* _PAGE EXCERPT_:
======

I'm sure you know that hydrogen as a fuel is a disaster in the making. 98% of hydrogen produced now is made by steam reformation of methane gas (one carbon atom and four hydrogen ones). Methane is the cleanest hydrocarbon fuel we have right now. Splitting that one carbon atom from the four hydrogen ones we have in every molecule of methane is VERY energy intensive, which will make the hydrogen not only expensive, but also more carbon intensive than just buring the methane in car engines. Not only do you have to deal with the carbon atom in every molecule (CH4) you also have to heat up massive volumes of superheated steam to mix with the methane in a big high pressure reactor, so in the end, we get more carbon out of the process, the methane's carbon and the heating carbon. What will be done with this? Well, the petrochemical industries smell gold here, they will still get to sell their methane (modified) but they will also get to monopolise the very expensive supply of hydrogen. It is a disaster both for the consumer and the environment, in my view - easily sold to useless classicist, Bojo..... UTTERLY useless pillock.

======

* _RECORDS SUPPLIED_:
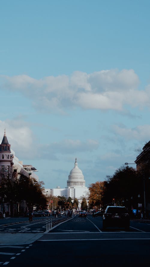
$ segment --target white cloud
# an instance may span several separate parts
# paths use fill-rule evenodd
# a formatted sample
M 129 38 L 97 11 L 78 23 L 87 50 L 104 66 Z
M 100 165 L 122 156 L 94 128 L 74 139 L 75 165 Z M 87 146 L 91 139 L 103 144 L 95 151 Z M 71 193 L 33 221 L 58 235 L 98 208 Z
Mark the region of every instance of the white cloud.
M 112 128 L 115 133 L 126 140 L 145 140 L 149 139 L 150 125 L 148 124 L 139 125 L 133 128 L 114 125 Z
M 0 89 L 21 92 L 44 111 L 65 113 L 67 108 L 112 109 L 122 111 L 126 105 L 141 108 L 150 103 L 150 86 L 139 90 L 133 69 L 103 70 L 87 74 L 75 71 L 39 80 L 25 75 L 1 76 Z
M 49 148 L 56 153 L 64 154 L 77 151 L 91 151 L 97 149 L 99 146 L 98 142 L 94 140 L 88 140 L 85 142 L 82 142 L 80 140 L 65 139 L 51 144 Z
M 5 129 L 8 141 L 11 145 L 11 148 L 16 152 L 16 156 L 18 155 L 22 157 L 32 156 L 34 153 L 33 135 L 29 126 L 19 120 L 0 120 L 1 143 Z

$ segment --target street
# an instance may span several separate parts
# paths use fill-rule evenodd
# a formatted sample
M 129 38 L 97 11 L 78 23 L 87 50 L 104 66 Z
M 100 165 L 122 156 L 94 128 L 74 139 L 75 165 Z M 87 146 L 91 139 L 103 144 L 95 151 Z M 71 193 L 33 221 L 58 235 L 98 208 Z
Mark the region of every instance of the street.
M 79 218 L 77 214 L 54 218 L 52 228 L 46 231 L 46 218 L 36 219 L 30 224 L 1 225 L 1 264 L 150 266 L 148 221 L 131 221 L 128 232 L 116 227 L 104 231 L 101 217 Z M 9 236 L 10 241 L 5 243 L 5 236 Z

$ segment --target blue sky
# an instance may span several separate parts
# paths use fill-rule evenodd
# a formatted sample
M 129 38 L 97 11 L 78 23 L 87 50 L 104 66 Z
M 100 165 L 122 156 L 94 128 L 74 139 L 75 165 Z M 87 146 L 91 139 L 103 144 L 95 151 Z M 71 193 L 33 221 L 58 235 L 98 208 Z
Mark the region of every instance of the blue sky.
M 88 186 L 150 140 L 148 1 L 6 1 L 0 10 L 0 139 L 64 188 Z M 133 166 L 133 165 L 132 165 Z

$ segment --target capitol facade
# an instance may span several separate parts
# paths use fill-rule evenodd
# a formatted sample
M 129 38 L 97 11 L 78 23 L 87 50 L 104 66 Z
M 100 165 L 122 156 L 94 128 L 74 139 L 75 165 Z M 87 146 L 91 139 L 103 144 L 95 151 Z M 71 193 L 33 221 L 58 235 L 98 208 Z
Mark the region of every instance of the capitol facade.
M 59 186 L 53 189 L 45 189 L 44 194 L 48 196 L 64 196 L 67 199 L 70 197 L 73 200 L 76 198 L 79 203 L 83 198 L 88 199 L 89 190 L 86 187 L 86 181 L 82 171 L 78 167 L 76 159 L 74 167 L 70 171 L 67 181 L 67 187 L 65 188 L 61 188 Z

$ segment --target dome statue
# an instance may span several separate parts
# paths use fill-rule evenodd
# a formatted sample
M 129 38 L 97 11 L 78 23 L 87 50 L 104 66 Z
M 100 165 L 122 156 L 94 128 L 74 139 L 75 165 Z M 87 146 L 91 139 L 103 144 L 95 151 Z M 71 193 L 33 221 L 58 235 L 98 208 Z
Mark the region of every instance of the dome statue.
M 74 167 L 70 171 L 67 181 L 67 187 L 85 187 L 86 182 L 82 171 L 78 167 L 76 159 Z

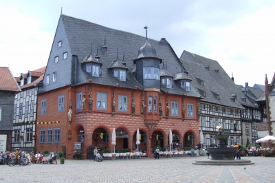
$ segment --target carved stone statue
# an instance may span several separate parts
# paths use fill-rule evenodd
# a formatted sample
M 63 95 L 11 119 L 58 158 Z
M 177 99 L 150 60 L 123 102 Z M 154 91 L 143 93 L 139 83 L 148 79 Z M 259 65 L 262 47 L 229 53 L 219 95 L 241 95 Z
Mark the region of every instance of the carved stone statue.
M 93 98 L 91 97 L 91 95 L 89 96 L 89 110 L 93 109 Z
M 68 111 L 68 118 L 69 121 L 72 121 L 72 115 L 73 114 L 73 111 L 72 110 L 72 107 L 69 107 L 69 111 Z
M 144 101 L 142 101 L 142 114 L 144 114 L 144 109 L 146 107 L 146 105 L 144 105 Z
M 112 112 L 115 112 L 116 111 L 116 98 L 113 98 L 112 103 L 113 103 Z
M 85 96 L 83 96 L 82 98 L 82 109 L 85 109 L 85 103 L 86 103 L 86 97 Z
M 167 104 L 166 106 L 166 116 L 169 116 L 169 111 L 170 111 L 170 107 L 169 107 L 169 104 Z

======

* _REQUIRED ACTIONS_:
A. In the comment on hydrogen fuel, what share of hydrogen produced now is made by steam reformation of methane gas?
B. Write the next part of the comment on hydrogen fuel, continuing from its final sentence.

* _RESULTS OF THE TASKS_:
A. 98%

B.
Then we might make the hydrogen by from water by electrolysis, except it is vastly expensive and even the best electrolysers use 100KWhrs of electricity to make hydrogen containing 80KWhrs of energy - and where will all this electricity come from?

A good website which shows live data on where National Grid is getting its power from can be found here: https://www.gridwatch.templar.co.uk/

Most of our power is generated by efficient and clean methane powered gas turbines...... Are we REALLY going to use that power to make vastly expensive electrolysed hydrogen to put in the gas mains and cars?

We need a LOT more careful thinking on this and engineers evaluating solutions rather than petrochemical industry salesmen blagging daft Bojo into wasteful schemes.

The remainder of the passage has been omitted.